The Normans feature prominently in two models which explain the development of western Europe between c.1050 and 1200. Normans established themselves across Europe and maintained links with each other which covered the continent. They thus exemplify the expansionist movements of people which built networks which 'Europeanised' Europe for the first time.
Norman states in England and Sicily were, by western standards, unusually centralised, providing examples of the growth in the centre's ability to intervene in the localities, which, combined with the development of shared national consciousness, produced distinct 'nation-states'. The potential contradictions between the two foci of political affiliation - the diasporic community of the Norman world and the individual states within it - have at present been under-examined. Most scholars' geographic specialisms have encouraged a stress on the development of individual states and an understanding that 'assimilation' (and hence lack of a broader, well-defined Normannitas) was key to such development. The alternative explanations, namely that diasporic links might account for local variations and hence the forms of emerging states, or that links continued but played an as yet poorly understood political role, have not been seriously tested. Doing so within a project composed of four scholars with various regional interests will offer a fresh understanding of the Norman world as a whole, a means of reconciling two potentially discordant understandings of European history, new insights into medieval state-formation, and a historical perspective on modern diasporic communities' roles within states.

------------------------

◆ **SET EXERCISE 1**
Duplicate the passage on the Normans from "The Normans feature" up to and including "the first time.".
◆ **SET EXERCISE 2**
Answer from the passage on the Normans:
(a) What span of years do the two models of western European development cover?
(b) Which two Norman states are described as unusually centralised by western standards?
(c) How many scholars make up the proposed project?
◆ **SET EXERCISE 3**
Resume the passage on the Normans, starting after its last sentence.

------------------------

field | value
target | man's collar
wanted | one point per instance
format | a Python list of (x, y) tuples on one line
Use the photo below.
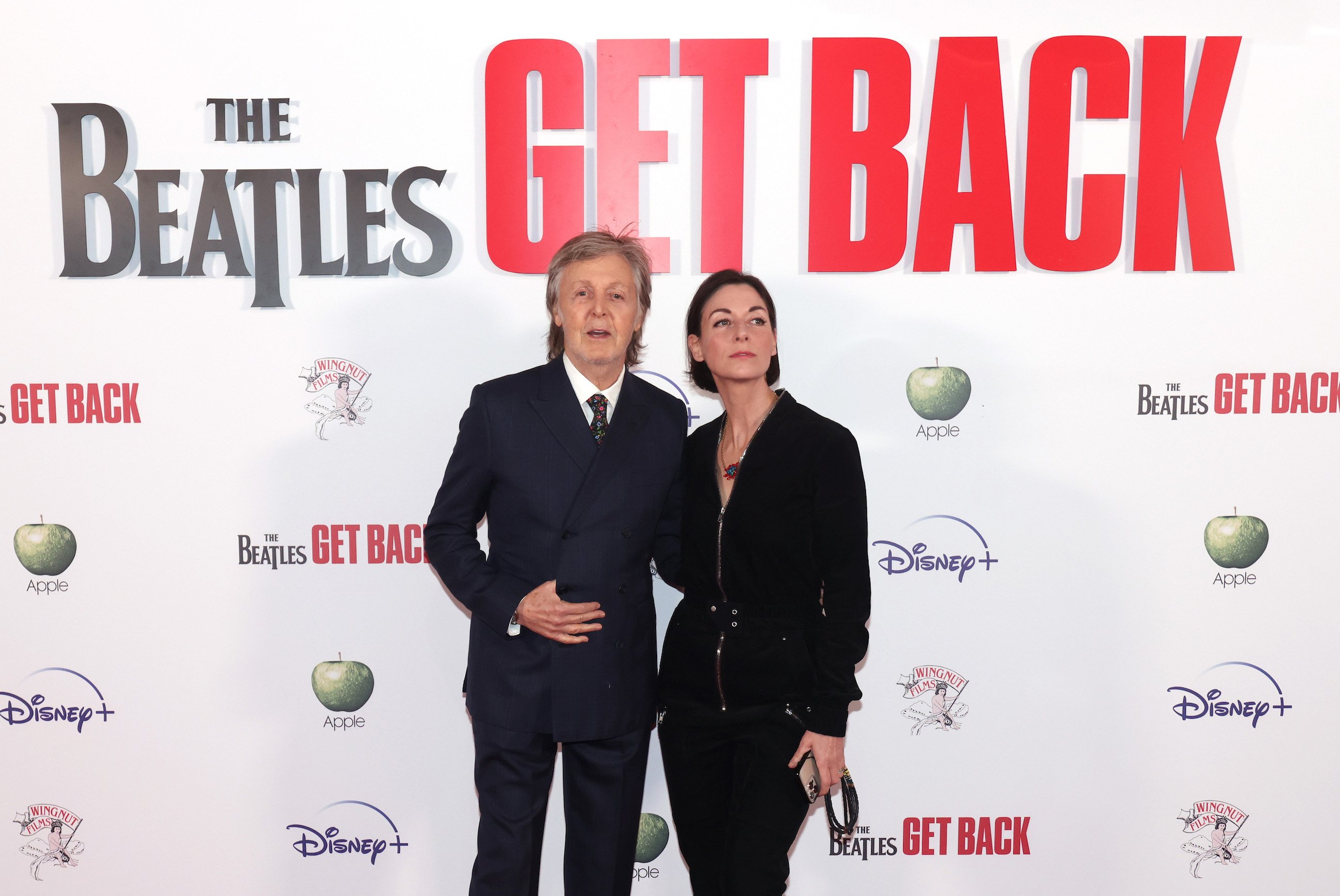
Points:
[(586, 389)]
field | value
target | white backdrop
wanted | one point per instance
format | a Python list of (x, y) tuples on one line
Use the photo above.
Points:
[(1103, 598)]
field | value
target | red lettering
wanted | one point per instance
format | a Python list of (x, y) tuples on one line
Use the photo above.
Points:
[(968, 87), (967, 842), (911, 836), (96, 405), (835, 149), (1022, 835), (74, 402), (724, 65), (984, 838), (19, 401), (558, 168), (1047, 181), (621, 146), (1173, 158), (130, 410), (377, 543), (1280, 398), (394, 552), (413, 535), (109, 393), (321, 544), (1300, 394)]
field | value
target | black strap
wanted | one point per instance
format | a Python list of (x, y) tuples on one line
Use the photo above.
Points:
[(850, 807)]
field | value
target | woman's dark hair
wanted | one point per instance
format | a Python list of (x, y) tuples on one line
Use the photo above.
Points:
[(693, 322)]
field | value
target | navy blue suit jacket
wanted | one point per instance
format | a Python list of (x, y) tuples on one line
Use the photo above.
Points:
[(560, 508)]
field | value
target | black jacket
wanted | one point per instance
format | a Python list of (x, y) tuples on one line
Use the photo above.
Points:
[(560, 508), (787, 623)]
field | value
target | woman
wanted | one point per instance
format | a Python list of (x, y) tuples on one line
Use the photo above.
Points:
[(759, 661)]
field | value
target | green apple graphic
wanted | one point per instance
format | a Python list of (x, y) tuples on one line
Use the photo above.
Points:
[(342, 685), (938, 393), (653, 836), (1236, 543), (44, 548)]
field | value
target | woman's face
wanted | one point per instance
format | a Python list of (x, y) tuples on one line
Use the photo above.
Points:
[(737, 339)]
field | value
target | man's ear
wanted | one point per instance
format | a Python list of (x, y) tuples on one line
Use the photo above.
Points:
[(696, 347)]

------------------------

◆ **EXERCISE OUTPUT 1**
The Normans feature prominently in two models which explain the development of western Europe between c.1050 and 1200. Normans established themselves across Europe and maintained links with each other which covered the continent. They thus exemplify the expansionist movements of people which built networks which 'Europeanised' Europe for the first time.

◆ **EXERCISE OUTPUT 2**
(a) c.1050 to 1200
(b) England and Sicily
(c) Four

◆ **EXERCISE OUTPUT 3**
In contemporary historiography the gens Normannorum was memorialised to construct an image of a commonality of Norman identity, and of a unitary Norman world (e.g., Amatus of Montecassino; Orderic Vitalis). These descriptions disguise the diversity of Norman experience and practice, and in particular the very different political systems which emerged in the crusader states, in Sicily, on the southern Italian peninsula, and in northern England and southern Scotland.
Norman expansion into Mediterranean and 'Celtic' areas is now understood as a process in which accommodation was in practice reached with once competing local elites. Traditional étatist orthodoxies are now likewise contested by new narratives, which stress that the centre-periphery relationship was marked by negotiation with local interests, and produced not legally and institutionally homogenous states but polities in which local identities operated politically.
Both strands have come together in a series of studies of the medieval frontier, which have conceptualised frontiers as culturally and institutionally fluid zones where cross-border identities were often more important than relationships with a distant centre. There is, though, no consensus as to the modalities of assimilation: viz. how far identities rested on the adoption of existing local customs by incoming elites, as opposed to indigenous acceptance of novel cultural norms. Nor, as yet, have 'new' taxonomies of Norman states - their 'alternative nodal points', their 'multiplex nature', and their 'plurality and overlapping context' - been fully registered and tested. The same applies to how far identities were tied to specific 'frontier' locations and contingencies, on the one hand, and to Normandy or the wider diaspora, on the other.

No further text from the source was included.